++++ INPUT FOR THIS TASK

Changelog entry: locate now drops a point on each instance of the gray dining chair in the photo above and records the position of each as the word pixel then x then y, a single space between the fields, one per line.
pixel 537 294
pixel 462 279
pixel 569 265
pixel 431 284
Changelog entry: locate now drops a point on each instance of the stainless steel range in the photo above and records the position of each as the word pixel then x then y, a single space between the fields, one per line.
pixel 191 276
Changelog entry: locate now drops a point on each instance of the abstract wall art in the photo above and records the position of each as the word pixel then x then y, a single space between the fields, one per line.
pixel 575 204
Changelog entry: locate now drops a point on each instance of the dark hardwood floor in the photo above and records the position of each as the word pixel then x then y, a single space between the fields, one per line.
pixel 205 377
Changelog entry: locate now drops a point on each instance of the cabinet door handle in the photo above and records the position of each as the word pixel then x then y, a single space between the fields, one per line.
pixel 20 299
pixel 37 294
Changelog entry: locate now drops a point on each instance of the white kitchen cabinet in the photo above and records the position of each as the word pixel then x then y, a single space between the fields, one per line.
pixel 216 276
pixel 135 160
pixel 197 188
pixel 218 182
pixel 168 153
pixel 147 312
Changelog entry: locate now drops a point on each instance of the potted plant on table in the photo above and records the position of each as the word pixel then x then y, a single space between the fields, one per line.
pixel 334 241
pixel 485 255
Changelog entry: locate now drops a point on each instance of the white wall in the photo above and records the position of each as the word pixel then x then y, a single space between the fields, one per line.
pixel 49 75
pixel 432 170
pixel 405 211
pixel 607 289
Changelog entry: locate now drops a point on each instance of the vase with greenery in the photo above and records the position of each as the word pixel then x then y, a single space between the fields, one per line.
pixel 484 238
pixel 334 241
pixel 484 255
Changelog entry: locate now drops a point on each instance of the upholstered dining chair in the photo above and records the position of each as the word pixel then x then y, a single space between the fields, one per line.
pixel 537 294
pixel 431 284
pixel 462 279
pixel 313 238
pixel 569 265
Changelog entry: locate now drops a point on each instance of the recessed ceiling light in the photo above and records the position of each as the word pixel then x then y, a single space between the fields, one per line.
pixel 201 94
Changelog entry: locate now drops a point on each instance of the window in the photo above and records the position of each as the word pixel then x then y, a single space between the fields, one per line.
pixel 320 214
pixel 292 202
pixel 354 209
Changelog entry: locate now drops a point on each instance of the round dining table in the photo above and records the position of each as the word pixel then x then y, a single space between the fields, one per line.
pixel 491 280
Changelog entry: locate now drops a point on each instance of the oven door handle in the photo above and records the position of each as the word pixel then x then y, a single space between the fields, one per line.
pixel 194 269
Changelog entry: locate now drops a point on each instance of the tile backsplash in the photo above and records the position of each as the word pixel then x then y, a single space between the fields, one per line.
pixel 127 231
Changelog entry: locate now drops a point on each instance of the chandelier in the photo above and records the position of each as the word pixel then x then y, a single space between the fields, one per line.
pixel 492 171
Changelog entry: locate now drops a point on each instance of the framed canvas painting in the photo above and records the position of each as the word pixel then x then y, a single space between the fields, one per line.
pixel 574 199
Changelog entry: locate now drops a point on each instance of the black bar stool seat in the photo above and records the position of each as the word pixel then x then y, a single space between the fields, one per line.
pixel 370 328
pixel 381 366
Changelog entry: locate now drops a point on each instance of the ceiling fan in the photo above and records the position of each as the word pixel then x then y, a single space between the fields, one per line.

++++++++

▶ _ABOUT THIS EXERCISE_:
Each entry above is to be transcribed word for word.

▶ _WRITTEN ANSWER_:
Changelog entry: locate now drops a point on each instance of the gray dining chair in the photo above and records the position of each as the word pixel then x then y, a single space between the fields, one per line.
pixel 537 294
pixel 462 279
pixel 569 265
pixel 431 284
Changelog entry: locate now drops a point on each instance of the stainless steel range in the photo above and records the position of each as the word pixel then x then y, a single space between the fields, one per line.
pixel 191 276
Changelog entry: locate now drops a point on each instance of the abstract wall art in the photo above and records the position of each as the word pixel then x then y, a single space between the fields, one per line.
pixel 575 204
Changelog entry: locate now drops a point on each instance of the dark hardwood floor in the photo above and records the position of each as the word pixel then x then y, a single space between the fields, one per line.
pixel 205 377
Changelog entry: locate now drops a point on each instance of the cabinet door handle in the photo above and records the position of each as the word pixel then x then y, a single space between the fields, one per line.
pixel 20 299
pixel 37 294
Changelog entry: locate now drops a point on each instance of the white kitchen cabinet in the photo above and records the position of each as the word pixel then x then y, a single space between the fields, one per line.
pixel 216 276
pixel 135 160
pixel 197 188
pixel 218 182
pixel 168 153
pixel 147 312
Changelog entry: locate now drops a point on each instance of the potted plant on table in the photo above and records the position of each as the word pixel then x then y, a single space between the fields, one per line.
pixel 334 241
pixel 485 255
Changelog entry: locate now drops a point on each instance of the white wall in the photo above and records the position of each as the word pixel then x then y, a single space between the fields, one per line.
pixel 49 75
pixel 432 170
pixel 405 211
pixel 607 289
Changelog entry: locate now drops a point on each instance of the vase with greenery in the photo above and records the position of each as the word pixel then x then y, a single space between the fields, one per line.
pixel 484 238
pixel 334 241
pixel 484 255
Changelog entry: locate now drops a point on each instance of the upholstered dining chair in the photo above and records the position of each as the word pixel then x then y, a single space between the fields, one per line.
pixel 537 294
pixel 431 284
pixel 462 279
pixel 313 238
pixel 569 265
Changelog entry: locate now drops a point on each instance of the recessed ceiling light in the photo above and records the position of each as the word pixel then x then y, a single space between the fields, one per line.
pixel 201 94
Changelog entry: locate now drops a point on each instance of the window in the photo above and records the position of each as the word pixel then x then y, a single space between the fields, one per line.
pixel 320 214
pixel 292 202
pixel 354 209
Changelog entry: locate now drops a point on each instance of the round dining table in the photo above and records the position of each as the word pixel then x then y, a single space between the fields, one per line.
pixel 491 280
Changelog entry: locate now drops a point on each instance of the oven door handle in the photo above and records the position of each as the word pixel then x then y, a single space between the fields, one per line.
pixel 194 269
Changelog entry: locate now drops a point on each instance of the tile backsplash in the photo above and records the position of each as the word pixel then x then y, a single space between the fields, one per line.
pixel 127 231
Changelog entry: locate now drops a point on each instance of the chandelier in the photo above and records the position of each as the word pixel then x then y, a single space between the fields, one per line.
pixel 492 171
Changelog entry: locate now drops a point on each instance of the framed canvas painting in the photo above and records the position of each as the word pixel then x then y, a single space between the fields, one per line.
pixel 574 199
Changelog entry: locate now drops a point on each instance of the black bar stool seat in the photo above and records the position of each as the word pixel then x then y, a single space between the fields, one per line.
pixel 370 328
pixel 381 366
Changelog entry: locate now drops a point on each instance of the ceiling fan in the photo above and records the position of each as the word pixel then x then y, a single space between the fields, one per line.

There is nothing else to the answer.